### What you have to do
Rewrite everything from "This is exactly" down to "or algorithmic cost." in the excerpt on flop units, swapping "preferable" for "better".

### Excerpt
::::

Consider a few everyday examples. In formal technical writing, we would normally write:

2000 W, not 2000 Watts when using the symbol.
2 kg, not 2 kgs.
10 km, not 10 kms.

There is a small nuance here: spelling out a unit name as an English noun can require a plural, so “2000 watts” is grammatically fine in prose. NIST explicitly says plural unit names are used when English grammar requires them. But unit symbols do not get plural endings: W, kg, and km remain unchanged regardless of the number.

This is why “many flop” is the right style if flop is the unit symbol. It may sound odd at first, just as “12 fish” sounds odd if you were expecting “fishes,” but metrology is not here to optimize for vibes. It is here to prevent ambiguity, preferably before the benchmark marketing department discovers it.

The real confusion: flop versus flop/s

The strongest reason to avoid flops is that it collides with the traditional acronym FLOPS, commonly expanded as “floating-point operations per second.” Industry articles still explain FLOPS as a rate, not the plural of a single operation. That means “flops” is a dangerously overloaded spelling: it can be read as a plural count of operations or as a rate of operations per second. Those are not the same quantity.

A count and a rate differ by a dimension of time. 10¹⁸ flop is a number of operations. 10¹⁸ flop/s is a speed. Confusing them is like confusing “I drove 100 km” with “I drove 100 km/h.” One tells you how far you went. The other tells you how fast you were going. Only one of them will impress the traffic police.

The ambiguity is not theoretical. AMD’s ROCm documentation notes that terms such as peak FLOPs, max-achievable FLOPs, and delivered FLOPs have historically been used interchangeably, creating confusion and incorrect comparisons. The same source defines peak FLOPs through a formula involving frequency, cores, and operations per cycle, i.e., a rate-like hardware capability rather than a mere count of operations.

This is exactly why flop and flop/s are preferable. They make the dimensional distinction visible:

3.4e12 flop: a workload size, operation count, or algorithmic cost.
3.4e12 flop/s: a performance rate.

The slash is doing real work. It is not decoration. It is the tiny typographic hinge on which dimensional sanity swings.

But isn’t “FLOP” an acronym?

::::

### Records

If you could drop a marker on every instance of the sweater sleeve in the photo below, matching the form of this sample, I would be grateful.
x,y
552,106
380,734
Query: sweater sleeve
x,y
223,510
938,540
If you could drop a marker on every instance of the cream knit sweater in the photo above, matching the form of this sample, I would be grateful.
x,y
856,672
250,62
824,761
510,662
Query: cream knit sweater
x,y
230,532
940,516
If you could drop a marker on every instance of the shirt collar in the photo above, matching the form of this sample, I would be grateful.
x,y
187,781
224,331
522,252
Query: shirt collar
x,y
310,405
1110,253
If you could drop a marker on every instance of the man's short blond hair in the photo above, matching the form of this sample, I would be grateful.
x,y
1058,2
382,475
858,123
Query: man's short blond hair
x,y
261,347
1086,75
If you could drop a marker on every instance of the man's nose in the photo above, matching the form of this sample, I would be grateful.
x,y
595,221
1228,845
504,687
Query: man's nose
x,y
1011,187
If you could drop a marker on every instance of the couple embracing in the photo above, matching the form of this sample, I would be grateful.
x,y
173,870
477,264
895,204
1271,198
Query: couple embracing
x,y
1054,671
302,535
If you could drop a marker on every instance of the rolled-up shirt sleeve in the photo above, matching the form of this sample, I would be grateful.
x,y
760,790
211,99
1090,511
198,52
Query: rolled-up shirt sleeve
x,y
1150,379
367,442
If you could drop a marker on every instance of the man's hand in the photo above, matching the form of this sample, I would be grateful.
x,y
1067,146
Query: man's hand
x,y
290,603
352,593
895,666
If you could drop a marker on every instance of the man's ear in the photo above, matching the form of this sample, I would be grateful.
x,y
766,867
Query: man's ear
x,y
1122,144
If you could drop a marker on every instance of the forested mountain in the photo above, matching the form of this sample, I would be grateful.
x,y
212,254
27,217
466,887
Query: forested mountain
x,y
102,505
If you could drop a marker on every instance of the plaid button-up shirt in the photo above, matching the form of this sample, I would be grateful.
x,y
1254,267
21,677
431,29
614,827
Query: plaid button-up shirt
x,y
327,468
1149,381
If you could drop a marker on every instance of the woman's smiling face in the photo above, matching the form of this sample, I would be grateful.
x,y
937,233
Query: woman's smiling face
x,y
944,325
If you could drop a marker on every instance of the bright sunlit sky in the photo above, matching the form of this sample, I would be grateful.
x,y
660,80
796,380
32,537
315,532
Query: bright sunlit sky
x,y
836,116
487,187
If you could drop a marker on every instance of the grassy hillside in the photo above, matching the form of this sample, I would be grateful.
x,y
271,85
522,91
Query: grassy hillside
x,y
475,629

::::

### Answer to the problem
This is exactly why flop and flop/s are better. They make the dimensional distinction visible:

3.4e12 flop: a workload size, operation count, or algorithmic cost.